No piso externo do teatro, de frente para o projeto arquitetônico do Niemeyer e nele todos os corpos sendo projetados, visualizávamos marcações em amarelo no chão que grafavam uma centralidade para os dançarinos. Nas laterais a estrutura metálica com os refletores de iluminação circular, uma composição de luzes coloridas com rodinhas girando dentro de uma grande roda (quase um Tempos Modernos com Carlitos sendo engolido pelas traquinagens da fábrica), a música numa sintetização alucinante que colocava em matéria os pixels dos digitais, o binário controlador estava no cenário como música, como onda material alucinando os corpos nas séries de repetições. Acima dos corpos, o drone com seu som tecnológico de uma engrenagem que lembra muito um grande mosquito que vê tudo; mas veja lá, o mosquito vê, porém o drone, vê, conserva, acumula e projeta as imagens. Uma coisa é sermos vistos ininterruptamente por outras tantas existências (os outros seres vivos e inorgânicos nos veem), outra coisa é fazer uso simbólico e portanto político do que se vê. Estávamos todos vendo e todos nas suas individuações sendo vistos e projetados instantaneamente.

- - - -

Tarefa 1 ::
Segundo o texto, o que o drone faz com as imagens além de vê-las?
Tarefa 2 ::
Transcreva sem alterações as linhas da listagem desde o início dela até a linha que contém "point(110, 91)", inclusive. Não inclua as imagens.

- - - -

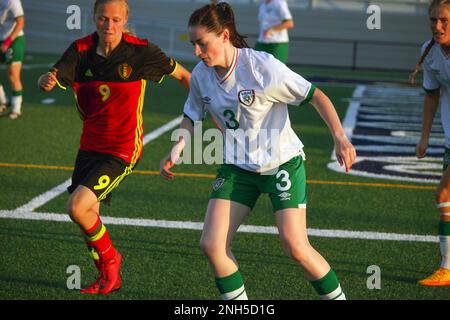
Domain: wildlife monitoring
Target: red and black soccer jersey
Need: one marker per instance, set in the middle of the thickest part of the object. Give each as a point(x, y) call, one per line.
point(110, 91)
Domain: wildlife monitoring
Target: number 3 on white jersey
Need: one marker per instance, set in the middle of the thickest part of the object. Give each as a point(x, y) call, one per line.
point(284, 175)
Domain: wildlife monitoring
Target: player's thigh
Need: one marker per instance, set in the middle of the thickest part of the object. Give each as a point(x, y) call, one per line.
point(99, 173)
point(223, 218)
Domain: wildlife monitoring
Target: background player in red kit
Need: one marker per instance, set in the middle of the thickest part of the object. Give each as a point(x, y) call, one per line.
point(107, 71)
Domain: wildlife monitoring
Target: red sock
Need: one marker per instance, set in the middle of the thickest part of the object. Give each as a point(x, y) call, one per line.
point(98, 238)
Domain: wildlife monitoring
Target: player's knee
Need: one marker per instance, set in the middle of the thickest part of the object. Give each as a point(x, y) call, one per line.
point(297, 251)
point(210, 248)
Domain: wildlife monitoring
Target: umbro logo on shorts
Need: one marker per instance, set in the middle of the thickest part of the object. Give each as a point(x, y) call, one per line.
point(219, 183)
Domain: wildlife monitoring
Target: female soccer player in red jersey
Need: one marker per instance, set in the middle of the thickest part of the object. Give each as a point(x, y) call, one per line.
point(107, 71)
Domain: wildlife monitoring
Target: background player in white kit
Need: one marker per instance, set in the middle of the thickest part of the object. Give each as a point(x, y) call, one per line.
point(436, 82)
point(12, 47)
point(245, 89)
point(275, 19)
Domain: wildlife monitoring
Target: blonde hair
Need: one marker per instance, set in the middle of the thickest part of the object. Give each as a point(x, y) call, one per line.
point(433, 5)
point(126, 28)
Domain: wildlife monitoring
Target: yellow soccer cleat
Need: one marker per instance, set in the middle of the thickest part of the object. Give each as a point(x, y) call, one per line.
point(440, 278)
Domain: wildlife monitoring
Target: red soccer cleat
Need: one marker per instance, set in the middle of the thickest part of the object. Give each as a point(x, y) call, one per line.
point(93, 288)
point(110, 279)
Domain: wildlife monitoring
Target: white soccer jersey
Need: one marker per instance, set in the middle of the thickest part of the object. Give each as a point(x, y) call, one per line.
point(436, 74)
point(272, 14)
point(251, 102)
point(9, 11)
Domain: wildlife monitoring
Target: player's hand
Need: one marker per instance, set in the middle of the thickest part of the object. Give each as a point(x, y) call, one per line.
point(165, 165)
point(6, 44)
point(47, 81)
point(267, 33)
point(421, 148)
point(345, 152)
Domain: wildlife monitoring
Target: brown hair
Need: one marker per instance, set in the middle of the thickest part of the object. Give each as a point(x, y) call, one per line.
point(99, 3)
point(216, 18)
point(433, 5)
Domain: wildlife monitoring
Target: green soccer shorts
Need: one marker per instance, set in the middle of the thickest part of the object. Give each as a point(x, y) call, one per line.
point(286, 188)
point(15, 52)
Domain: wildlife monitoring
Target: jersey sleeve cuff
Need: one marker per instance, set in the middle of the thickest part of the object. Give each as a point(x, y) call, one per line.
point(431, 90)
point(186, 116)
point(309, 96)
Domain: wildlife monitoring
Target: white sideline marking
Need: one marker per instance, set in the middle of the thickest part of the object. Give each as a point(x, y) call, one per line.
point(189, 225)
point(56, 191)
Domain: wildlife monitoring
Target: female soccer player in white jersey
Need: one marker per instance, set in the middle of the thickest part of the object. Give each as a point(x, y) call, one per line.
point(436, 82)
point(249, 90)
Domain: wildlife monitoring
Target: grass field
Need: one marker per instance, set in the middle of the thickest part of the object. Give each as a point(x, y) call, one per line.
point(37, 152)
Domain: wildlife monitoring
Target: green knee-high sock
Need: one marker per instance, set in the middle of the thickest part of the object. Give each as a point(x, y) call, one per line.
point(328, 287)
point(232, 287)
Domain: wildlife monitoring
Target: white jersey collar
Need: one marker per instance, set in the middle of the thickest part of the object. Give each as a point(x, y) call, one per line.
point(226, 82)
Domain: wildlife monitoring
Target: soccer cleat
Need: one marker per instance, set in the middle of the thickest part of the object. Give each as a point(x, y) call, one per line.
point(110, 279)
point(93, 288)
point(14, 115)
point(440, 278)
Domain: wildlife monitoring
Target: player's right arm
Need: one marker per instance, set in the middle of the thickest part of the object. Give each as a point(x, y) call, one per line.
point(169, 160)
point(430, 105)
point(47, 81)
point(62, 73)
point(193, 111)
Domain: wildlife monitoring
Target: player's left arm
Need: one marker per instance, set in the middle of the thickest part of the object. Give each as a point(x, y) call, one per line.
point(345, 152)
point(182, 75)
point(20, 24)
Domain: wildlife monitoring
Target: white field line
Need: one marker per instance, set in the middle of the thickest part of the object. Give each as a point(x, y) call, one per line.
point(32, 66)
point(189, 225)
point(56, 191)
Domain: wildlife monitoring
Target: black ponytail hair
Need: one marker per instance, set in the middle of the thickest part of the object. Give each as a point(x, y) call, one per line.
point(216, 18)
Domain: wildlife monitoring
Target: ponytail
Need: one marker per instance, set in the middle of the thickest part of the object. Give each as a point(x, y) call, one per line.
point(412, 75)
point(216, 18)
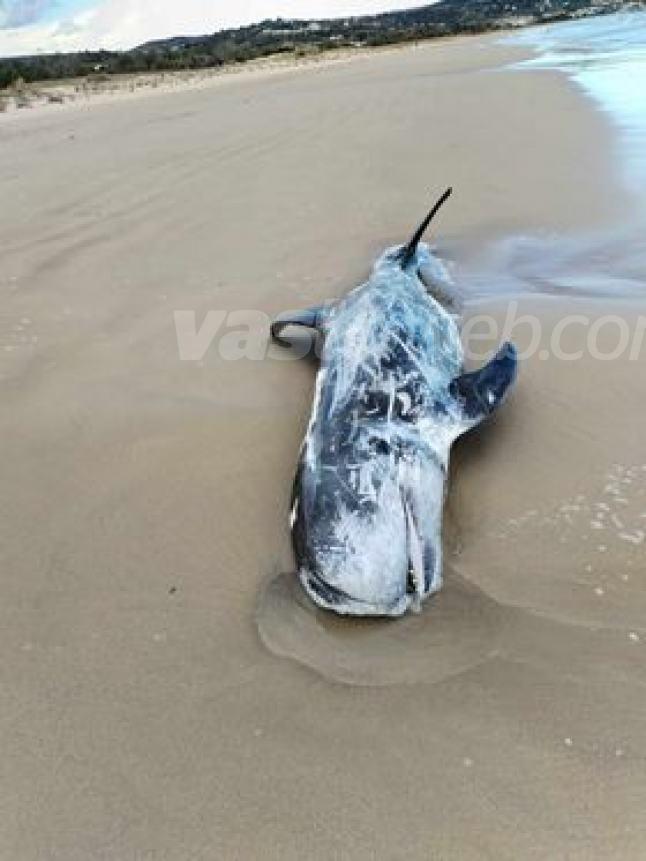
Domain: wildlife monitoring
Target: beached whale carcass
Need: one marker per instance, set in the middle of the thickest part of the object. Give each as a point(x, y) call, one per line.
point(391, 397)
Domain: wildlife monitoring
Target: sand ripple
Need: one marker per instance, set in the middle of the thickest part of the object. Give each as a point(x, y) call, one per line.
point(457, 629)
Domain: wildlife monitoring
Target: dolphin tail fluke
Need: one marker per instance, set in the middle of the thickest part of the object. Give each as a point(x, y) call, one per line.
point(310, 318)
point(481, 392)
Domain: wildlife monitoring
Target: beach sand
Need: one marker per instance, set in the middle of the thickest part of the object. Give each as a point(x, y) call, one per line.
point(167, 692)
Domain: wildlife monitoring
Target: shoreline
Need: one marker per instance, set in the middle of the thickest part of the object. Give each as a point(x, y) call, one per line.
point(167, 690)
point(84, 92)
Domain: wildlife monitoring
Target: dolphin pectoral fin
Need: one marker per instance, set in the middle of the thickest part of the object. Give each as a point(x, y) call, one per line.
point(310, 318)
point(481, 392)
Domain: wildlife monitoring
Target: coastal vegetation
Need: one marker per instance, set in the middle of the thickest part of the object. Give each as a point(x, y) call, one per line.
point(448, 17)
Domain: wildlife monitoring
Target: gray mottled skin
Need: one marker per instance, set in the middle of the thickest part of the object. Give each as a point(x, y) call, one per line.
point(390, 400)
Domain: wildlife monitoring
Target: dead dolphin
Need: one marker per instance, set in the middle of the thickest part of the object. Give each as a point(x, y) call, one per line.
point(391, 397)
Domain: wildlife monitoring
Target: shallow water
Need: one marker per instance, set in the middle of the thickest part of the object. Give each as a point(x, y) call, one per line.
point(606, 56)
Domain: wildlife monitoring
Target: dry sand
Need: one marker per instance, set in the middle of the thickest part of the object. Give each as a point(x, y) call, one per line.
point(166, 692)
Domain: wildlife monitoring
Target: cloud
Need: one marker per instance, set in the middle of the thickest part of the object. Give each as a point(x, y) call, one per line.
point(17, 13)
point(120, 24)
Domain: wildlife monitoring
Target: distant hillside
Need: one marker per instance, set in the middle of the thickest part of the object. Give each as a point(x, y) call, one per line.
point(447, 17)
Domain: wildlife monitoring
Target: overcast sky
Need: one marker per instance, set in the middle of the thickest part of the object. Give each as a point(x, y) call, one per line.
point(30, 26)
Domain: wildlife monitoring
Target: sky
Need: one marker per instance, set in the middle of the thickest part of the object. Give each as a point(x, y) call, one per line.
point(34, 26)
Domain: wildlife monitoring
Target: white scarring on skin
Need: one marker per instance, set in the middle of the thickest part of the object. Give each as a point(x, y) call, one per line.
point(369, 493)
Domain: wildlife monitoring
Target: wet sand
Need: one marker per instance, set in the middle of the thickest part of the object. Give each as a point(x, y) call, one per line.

- - - -

Resposta comentada 1 ::
Ele conserva, acumula e projeta as imagens.

Resposta comentada 2 ::
Domain: wildlife monitoring
Target: red and black soccer jersey
Need: one marker per instance, set in the middle of the thickest part of the object. Give each as a point(x, y) call, one per line.
point(110, 91)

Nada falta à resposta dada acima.